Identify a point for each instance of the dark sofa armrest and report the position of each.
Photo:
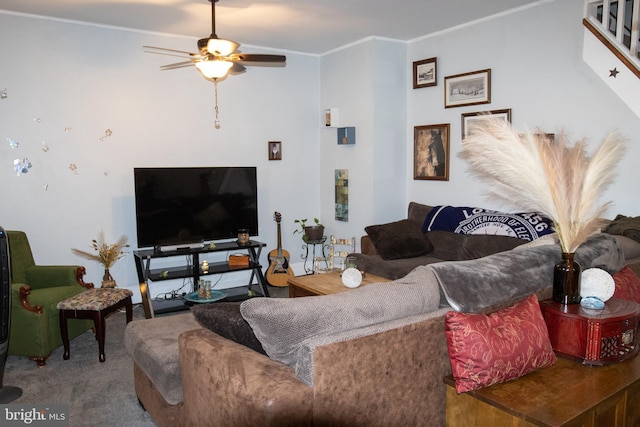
(366, 246)
(390, 378)
(226, 383)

> What you will do
Write out the data above again in full, wording included, adding -117 to every number in the coordinates and leaving out the picture.

> Solution to the problem
Identify a point for each instance of the dark sofa armrest and report the position of each.
Photo:
(249, 129)
(273, 261)
(109, 266)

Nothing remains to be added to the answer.